- _Documento_
========================================================================
La Casa inglese tinge di nero l'elegante Thunderbird, aggiunge due fari in stile Speed e piazza nel motore il kit Bore da 98 cavalli. Il risultato è la Storm, una tempesta che regala emozioni. Costa 15.690 euro
La prova della Triumph Thunderbird Storm 1700 è l’occasione per conoscere da vicino le nuove cruiser inglesi, presentate in anteprima al salone di Colonia del 2010. La Casa inglese ha introdotto tre modelli. Speedmaster e America sono le entry level della famiglia cruiser, mentre la Thunderbird Storm 1700 si pone quasi allo stesso livello della straordinaria Rocket III Roadster. Quest’ultima in effetti appare molto vicina, per cilindrata e prezzo (costa 16.600 euro), alla Thunderbird Storm (che costa 15.690 euro; 16.290 nella versione con ABS). Ma le due moto non dovrebbero sovrapporsi nei gusti degli amanti del marchio inglese: la bicilindrica oggetto della nostra prova è infatti una muscle bike potente (98 cavalli), ma anche semplice da gestire a bella da guidare. La Rocket III è invece un’esibizionista pura (2.300 cc, tre cilindri, 148 cavalli e quasi 4 quintali da portare a spasso), fatta apposta per chi vuole esagerare e non si cura troppo delle mezze misure.
========================================================================
- _Materiale estratto_
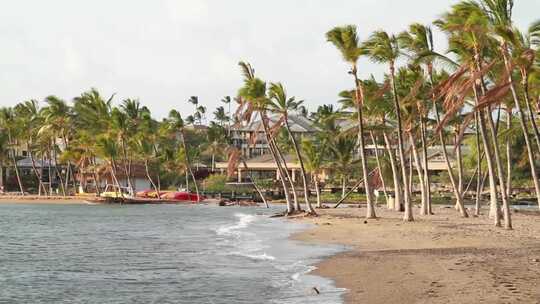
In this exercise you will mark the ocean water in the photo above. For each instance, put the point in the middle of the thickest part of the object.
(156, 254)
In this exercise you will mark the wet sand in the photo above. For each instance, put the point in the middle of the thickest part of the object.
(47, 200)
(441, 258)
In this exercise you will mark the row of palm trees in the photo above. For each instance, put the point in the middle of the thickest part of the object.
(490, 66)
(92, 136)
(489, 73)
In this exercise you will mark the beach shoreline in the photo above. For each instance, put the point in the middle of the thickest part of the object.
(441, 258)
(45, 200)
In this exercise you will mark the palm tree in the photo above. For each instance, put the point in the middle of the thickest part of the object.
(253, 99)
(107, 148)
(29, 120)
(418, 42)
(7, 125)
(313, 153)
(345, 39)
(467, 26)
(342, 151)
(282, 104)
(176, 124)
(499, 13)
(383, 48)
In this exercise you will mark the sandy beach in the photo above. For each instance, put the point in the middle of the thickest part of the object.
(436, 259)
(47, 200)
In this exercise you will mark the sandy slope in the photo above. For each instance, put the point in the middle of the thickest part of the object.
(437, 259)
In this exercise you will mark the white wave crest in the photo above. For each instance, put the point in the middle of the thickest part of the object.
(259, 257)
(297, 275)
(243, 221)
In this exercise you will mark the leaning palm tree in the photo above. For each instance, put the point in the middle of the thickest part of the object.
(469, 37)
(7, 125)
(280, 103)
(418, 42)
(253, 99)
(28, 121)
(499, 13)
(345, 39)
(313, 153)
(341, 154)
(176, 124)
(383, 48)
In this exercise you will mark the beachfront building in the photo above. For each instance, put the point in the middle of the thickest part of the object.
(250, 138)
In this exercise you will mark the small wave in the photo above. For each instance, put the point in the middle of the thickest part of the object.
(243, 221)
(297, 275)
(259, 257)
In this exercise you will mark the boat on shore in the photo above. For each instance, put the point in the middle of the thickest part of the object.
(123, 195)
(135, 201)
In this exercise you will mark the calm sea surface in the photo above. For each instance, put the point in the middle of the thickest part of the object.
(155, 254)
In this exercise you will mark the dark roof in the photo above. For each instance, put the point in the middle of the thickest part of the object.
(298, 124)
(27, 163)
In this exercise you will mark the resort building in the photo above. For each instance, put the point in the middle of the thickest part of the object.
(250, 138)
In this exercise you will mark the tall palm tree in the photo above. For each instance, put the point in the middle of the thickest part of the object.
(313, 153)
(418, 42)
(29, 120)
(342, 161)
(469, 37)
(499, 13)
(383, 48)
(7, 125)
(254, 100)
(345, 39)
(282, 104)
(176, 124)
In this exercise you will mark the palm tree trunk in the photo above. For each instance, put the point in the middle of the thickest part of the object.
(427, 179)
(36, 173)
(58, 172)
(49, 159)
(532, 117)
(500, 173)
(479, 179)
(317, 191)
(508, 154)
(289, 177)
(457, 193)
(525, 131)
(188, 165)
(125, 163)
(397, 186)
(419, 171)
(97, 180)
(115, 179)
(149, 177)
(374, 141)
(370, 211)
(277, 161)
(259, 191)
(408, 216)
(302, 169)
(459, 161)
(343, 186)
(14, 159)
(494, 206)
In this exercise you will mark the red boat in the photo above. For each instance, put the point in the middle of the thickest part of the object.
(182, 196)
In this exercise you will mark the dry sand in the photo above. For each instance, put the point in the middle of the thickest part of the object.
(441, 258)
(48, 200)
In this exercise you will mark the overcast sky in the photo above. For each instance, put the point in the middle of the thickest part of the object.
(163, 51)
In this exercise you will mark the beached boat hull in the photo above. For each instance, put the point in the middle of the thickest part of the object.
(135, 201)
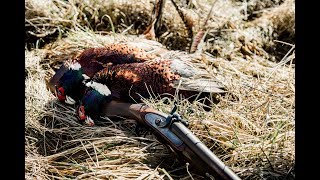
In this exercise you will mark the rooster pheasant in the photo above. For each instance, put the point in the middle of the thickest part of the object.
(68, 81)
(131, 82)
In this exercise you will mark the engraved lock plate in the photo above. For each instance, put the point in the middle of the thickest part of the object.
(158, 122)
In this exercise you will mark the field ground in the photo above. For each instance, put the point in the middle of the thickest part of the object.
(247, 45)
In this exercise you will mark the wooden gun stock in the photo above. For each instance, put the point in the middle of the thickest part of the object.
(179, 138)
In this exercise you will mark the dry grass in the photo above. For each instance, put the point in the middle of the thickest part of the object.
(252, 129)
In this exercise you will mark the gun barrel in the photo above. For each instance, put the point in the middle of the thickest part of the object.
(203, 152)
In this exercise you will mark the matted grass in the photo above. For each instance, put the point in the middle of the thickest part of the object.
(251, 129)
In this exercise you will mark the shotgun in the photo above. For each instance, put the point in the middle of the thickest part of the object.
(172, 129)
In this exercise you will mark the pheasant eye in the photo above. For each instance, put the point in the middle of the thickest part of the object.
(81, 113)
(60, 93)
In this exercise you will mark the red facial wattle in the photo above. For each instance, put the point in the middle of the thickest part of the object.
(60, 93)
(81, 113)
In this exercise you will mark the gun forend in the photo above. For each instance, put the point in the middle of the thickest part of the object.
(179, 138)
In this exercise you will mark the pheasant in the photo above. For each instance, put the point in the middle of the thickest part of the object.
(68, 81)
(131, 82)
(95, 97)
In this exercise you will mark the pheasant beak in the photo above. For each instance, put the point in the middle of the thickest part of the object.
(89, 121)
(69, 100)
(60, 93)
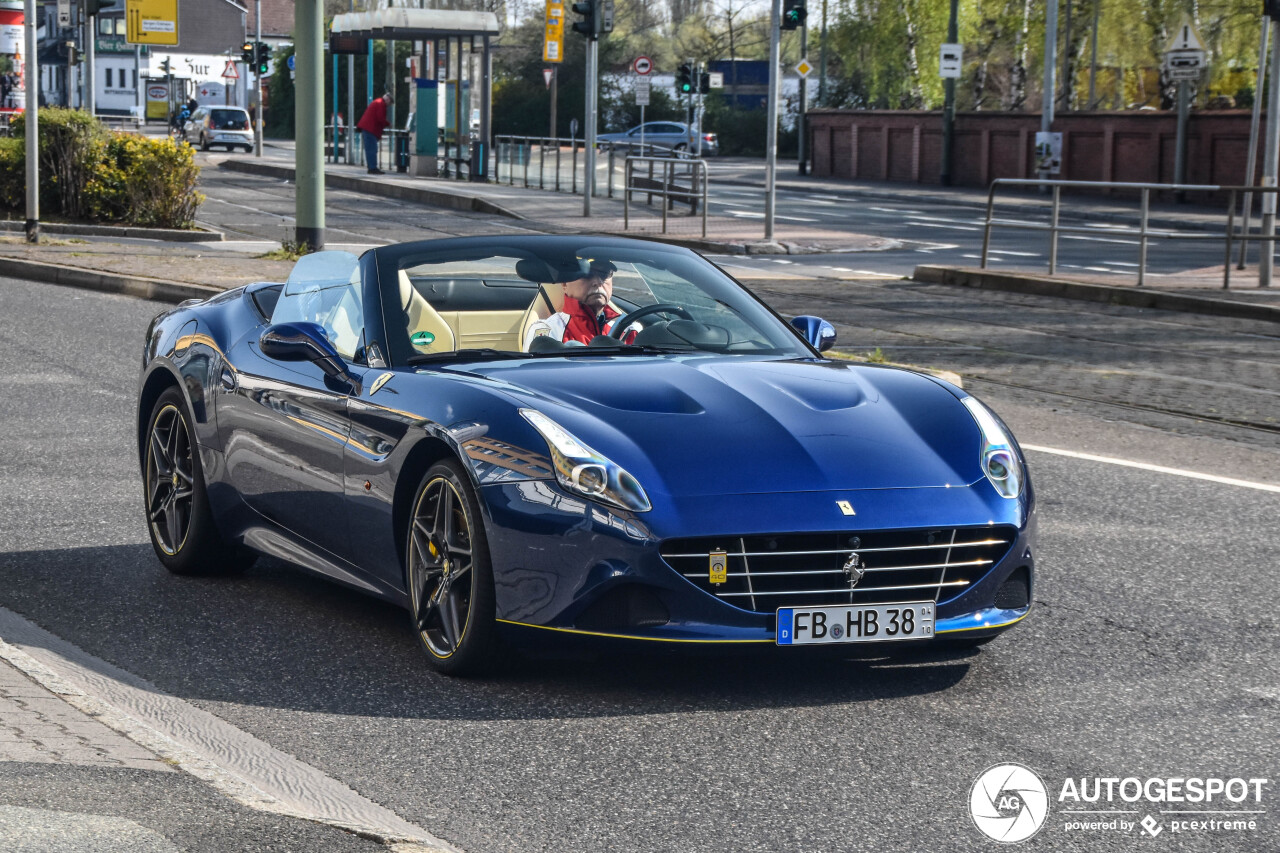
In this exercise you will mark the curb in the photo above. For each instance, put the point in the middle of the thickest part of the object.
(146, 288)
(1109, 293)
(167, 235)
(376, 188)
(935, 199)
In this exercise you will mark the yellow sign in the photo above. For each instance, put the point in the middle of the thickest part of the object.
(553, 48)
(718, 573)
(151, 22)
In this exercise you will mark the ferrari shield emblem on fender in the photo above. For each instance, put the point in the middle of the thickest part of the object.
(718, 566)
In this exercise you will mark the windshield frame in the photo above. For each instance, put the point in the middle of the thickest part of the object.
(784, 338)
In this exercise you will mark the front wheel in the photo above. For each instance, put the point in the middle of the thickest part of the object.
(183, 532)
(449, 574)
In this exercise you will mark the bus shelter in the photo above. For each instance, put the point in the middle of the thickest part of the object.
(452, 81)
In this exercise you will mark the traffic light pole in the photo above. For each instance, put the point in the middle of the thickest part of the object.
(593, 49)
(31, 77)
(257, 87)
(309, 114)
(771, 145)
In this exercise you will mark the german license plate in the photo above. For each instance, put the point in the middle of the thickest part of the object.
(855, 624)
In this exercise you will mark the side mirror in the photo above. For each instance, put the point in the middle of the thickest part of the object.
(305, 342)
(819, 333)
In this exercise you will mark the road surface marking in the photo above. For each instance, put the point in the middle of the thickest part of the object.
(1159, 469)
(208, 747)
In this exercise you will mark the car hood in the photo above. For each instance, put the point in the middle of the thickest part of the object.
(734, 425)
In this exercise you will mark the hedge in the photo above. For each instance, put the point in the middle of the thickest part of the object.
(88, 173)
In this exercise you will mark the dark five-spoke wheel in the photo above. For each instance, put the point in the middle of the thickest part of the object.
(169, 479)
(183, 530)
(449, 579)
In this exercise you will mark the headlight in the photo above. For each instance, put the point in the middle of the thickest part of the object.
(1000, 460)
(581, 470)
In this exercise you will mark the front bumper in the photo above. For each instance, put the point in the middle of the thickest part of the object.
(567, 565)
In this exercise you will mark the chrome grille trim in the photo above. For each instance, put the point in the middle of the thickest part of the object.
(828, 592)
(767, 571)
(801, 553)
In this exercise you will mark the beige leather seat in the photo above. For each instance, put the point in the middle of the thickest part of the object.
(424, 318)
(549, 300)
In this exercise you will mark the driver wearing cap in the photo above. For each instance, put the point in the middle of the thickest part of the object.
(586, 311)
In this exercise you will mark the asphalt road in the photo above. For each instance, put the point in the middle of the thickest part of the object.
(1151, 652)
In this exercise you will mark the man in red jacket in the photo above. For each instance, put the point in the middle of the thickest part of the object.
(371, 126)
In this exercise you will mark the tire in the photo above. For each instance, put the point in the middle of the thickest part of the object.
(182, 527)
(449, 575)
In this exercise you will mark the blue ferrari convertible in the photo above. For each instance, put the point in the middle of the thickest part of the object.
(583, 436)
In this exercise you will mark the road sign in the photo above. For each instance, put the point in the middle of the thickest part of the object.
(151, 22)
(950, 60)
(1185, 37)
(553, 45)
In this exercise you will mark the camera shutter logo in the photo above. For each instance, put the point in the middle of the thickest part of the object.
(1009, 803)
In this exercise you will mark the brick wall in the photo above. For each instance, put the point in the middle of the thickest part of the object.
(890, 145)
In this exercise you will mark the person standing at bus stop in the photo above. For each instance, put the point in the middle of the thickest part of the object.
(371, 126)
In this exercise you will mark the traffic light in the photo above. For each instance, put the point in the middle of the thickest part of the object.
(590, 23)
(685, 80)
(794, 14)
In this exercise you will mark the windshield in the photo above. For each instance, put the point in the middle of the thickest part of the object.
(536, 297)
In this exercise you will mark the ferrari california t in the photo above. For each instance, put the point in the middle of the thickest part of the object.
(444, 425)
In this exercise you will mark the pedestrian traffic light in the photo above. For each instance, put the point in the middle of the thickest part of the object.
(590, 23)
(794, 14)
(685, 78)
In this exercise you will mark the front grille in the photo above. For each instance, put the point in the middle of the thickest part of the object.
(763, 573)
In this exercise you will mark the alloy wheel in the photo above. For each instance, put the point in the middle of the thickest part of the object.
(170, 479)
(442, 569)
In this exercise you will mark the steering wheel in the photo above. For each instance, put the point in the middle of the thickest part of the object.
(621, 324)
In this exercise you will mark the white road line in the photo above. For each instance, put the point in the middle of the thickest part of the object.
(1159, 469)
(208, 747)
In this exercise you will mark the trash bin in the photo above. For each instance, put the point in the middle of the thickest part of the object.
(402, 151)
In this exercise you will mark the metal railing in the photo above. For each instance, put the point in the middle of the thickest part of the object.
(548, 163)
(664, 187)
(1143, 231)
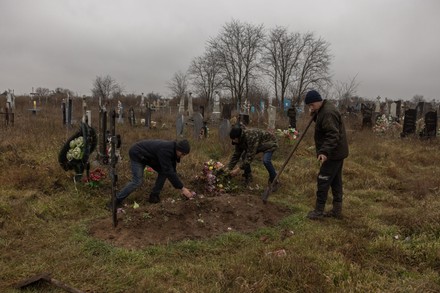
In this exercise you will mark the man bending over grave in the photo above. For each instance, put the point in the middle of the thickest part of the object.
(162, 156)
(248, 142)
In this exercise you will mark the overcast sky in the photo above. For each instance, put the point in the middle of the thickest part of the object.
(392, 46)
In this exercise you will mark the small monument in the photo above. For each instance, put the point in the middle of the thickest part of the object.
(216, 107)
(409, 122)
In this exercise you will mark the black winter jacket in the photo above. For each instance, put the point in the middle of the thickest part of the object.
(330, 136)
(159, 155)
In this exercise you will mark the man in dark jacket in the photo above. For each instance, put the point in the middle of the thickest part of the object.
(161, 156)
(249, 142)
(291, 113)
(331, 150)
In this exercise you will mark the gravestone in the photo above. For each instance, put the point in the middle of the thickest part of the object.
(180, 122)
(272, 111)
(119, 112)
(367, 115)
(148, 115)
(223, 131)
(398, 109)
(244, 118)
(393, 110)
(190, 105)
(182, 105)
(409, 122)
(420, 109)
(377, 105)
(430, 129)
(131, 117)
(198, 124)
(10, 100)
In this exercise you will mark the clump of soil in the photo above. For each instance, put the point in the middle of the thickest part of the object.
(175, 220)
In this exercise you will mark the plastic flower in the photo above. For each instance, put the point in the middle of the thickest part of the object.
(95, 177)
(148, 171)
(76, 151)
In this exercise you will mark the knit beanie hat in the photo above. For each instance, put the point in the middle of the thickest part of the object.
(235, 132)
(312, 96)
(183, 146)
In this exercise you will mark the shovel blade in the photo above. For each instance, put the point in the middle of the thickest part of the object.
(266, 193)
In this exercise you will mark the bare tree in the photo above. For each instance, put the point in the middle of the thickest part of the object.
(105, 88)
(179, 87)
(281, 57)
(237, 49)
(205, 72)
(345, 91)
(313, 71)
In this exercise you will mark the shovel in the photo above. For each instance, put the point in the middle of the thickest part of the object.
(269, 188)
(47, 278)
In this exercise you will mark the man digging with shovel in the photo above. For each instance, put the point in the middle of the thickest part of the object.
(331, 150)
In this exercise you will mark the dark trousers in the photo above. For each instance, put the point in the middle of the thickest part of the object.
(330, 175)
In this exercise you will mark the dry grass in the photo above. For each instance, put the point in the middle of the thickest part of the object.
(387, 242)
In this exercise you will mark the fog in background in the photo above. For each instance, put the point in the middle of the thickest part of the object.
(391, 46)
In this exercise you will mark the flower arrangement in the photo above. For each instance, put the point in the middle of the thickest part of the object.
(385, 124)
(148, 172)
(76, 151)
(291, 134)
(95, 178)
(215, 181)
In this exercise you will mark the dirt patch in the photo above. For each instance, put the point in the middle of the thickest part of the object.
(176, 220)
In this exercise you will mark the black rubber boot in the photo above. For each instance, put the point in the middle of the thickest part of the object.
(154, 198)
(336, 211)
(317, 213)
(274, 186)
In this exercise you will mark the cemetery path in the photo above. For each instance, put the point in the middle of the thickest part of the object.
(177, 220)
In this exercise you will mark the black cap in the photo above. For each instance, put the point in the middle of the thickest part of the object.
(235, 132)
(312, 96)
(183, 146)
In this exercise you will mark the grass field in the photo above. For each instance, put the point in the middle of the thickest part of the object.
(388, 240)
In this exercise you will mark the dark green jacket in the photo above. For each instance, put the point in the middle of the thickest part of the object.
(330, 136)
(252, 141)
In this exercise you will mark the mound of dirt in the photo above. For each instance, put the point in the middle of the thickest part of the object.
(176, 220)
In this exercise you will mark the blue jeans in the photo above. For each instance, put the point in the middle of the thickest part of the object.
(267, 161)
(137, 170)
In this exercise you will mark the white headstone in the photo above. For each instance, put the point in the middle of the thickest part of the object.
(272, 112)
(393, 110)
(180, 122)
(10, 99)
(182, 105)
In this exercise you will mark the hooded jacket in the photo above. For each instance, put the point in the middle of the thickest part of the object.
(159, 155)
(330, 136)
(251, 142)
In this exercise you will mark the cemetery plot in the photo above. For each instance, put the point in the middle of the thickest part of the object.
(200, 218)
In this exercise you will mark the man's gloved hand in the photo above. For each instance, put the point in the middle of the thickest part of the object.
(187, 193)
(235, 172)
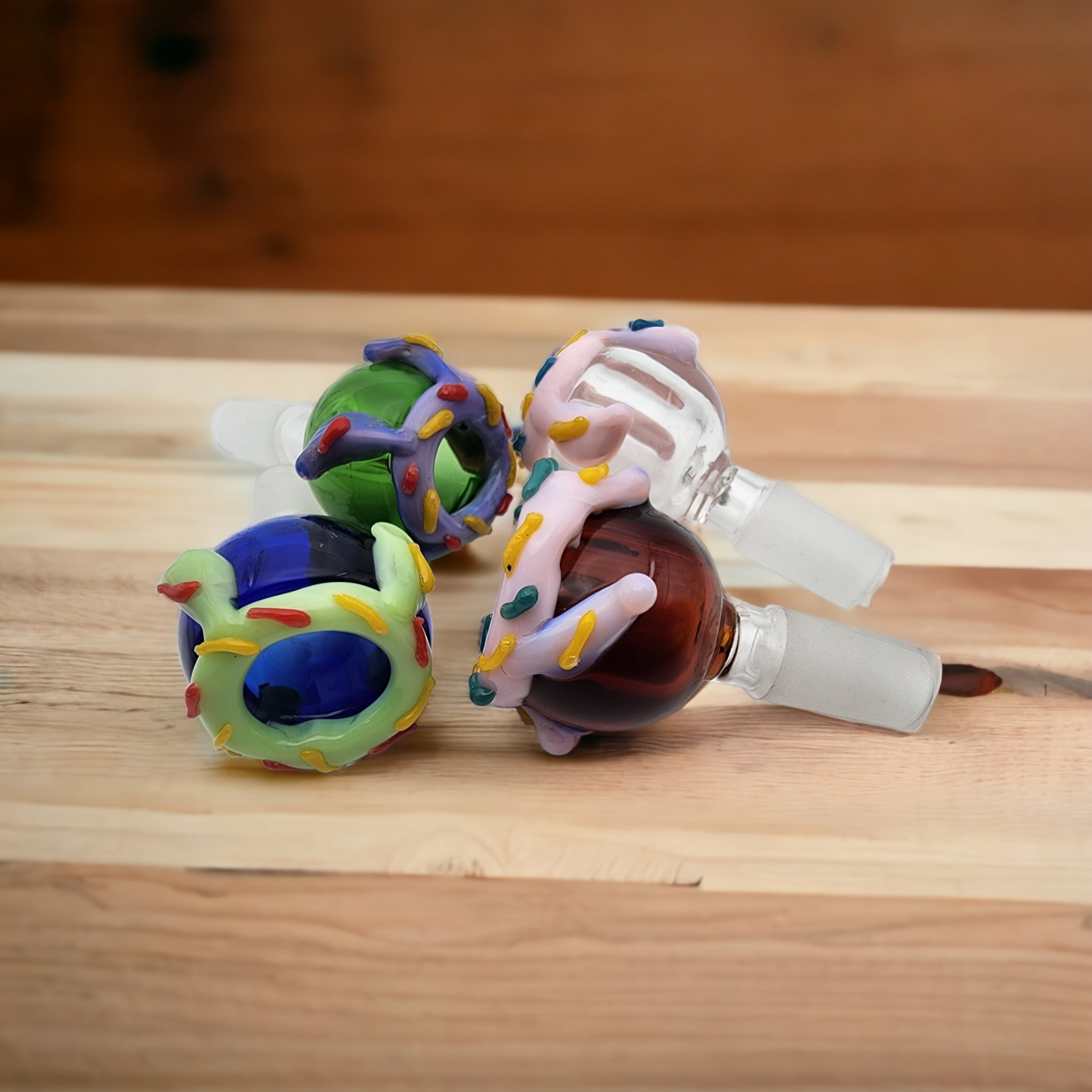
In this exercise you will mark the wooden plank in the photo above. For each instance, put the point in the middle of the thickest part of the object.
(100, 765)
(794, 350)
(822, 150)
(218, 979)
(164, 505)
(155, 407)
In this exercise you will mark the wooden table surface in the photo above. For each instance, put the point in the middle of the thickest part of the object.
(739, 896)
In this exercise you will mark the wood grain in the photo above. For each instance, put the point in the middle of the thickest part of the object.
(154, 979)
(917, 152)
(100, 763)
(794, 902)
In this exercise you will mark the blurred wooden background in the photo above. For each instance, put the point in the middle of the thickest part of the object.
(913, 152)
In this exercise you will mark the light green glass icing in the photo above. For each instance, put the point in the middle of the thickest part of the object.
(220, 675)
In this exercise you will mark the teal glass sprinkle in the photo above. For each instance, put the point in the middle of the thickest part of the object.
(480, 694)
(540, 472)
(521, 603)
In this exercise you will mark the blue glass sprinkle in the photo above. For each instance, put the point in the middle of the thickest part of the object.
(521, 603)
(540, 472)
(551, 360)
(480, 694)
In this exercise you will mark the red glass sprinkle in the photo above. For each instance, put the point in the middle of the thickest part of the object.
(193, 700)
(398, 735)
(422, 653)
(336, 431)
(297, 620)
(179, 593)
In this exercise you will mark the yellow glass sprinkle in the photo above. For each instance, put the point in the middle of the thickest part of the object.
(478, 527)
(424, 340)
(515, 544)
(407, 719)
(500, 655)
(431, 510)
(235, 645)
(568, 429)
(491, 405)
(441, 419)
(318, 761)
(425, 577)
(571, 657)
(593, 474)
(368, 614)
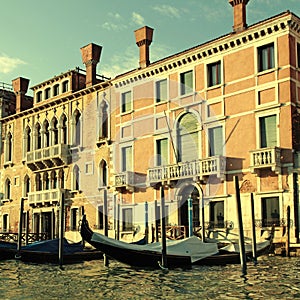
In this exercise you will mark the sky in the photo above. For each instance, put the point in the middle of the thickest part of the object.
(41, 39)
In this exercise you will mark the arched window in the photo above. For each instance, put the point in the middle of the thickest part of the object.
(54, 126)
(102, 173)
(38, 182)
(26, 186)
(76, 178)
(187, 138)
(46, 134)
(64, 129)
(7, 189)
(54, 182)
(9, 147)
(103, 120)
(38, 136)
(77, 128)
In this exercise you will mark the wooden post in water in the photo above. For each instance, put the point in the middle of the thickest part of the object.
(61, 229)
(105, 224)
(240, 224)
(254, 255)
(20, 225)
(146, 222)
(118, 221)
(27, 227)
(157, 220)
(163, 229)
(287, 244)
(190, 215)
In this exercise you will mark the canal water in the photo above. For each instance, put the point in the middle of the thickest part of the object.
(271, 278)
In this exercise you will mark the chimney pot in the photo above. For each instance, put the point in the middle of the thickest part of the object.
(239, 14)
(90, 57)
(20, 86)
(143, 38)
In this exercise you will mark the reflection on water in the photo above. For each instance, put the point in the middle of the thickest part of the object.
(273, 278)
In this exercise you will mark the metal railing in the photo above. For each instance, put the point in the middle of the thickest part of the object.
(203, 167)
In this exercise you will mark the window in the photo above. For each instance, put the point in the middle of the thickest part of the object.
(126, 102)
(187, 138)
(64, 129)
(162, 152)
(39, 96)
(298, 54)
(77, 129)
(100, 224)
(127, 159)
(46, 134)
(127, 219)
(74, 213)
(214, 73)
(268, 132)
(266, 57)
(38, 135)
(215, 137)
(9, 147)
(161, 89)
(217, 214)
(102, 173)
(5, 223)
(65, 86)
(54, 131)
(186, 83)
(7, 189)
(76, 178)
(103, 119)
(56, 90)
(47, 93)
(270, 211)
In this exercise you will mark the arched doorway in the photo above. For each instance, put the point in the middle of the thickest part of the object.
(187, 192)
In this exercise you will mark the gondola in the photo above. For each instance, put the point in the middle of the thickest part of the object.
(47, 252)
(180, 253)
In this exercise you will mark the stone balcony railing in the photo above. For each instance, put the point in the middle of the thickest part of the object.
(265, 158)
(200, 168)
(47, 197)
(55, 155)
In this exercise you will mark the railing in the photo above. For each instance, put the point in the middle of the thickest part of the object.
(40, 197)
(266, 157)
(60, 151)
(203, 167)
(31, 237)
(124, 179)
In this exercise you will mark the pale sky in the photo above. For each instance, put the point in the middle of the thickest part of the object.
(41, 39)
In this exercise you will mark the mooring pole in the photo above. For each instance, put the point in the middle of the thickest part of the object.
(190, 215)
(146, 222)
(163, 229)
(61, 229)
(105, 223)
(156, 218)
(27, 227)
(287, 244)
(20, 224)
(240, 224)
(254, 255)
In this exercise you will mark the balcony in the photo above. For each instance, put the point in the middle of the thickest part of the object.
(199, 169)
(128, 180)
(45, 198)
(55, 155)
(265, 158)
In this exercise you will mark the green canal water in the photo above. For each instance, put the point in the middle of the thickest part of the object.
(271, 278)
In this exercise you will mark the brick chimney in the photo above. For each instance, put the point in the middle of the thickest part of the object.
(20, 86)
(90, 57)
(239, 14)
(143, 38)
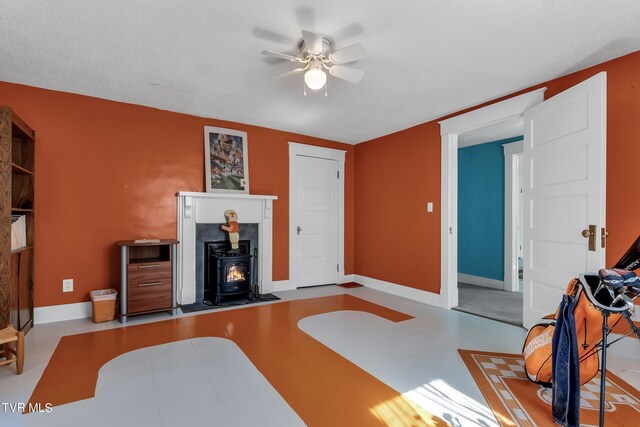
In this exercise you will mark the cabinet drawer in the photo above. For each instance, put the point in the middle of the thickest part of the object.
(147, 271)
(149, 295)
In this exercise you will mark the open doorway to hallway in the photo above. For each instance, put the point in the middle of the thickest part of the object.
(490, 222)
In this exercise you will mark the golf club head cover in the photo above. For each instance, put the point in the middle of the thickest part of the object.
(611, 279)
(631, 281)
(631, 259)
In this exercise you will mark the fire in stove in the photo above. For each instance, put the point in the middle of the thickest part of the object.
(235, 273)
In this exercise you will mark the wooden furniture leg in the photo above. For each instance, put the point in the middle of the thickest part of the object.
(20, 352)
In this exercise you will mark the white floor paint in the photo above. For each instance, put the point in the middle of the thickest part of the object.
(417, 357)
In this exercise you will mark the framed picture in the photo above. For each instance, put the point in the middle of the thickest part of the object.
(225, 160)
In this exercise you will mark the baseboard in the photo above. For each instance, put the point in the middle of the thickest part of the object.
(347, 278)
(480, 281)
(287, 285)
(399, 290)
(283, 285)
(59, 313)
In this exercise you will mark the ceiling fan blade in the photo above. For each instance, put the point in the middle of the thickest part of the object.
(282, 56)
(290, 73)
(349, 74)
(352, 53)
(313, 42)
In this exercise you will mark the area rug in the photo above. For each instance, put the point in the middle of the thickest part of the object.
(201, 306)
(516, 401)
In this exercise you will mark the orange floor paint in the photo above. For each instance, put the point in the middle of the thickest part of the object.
========================================================================
- _Compiti da svolgere_
[1] Riscrivi per intero e senza modifiche il testo sulla Triumph Thunderbird Storm.
[2] Indica quante righe dei record contengono la stringa "paint". Scrivi soltanto il numero.

- _Risultati per compito_
[1]
La Casa inglese tinge di nero l'elegante Thunderbird, aggiunge due fari in stile Speed e piazza nel motore il kit Bore da 98 cavalli. Il risultato è la Storm, una tempesta che regala emozioni. Costa 15.690 euro
La prova della Triumph Thunderbird Storm 1700 è l’occasione per conoscere da vicino le nuove cruiser inglesi, presentate in anteprima al salone di Colonia del 2010. La Casa inglese ha introdotto tre modelli. Speedmaster e America sono le entry level della famiglia cruiser, mentre la Thunderbird Storm 1700 si pone quasi allo stesso livello della straordinaria Rocket III Roadster. Quest’ultima in effetti appare molto vicina, per cilindrata e prezzo (costa 16.600 euro), alla Thunderbird Storm (che costa 15.690 euro; 16.290 nella versione con ABS). Ma le due moto non dovrebbero sovrapporsi nei gusti degli amanti del marchio inglese: la bicilindrica oggetto della nostra prova è infatti una muscle bike potente (98 cavalli), ma anche semplice da gestire a bella da guidare. La Rocket III è invece un’esibizionista pura (2.300 cc, tre cilindri, 148 cavalli e quasi 4 quintali da portare a spasso), fatta apposta per chi vuole esagerare e non si cura troppo delle mezze misure.

[2] 2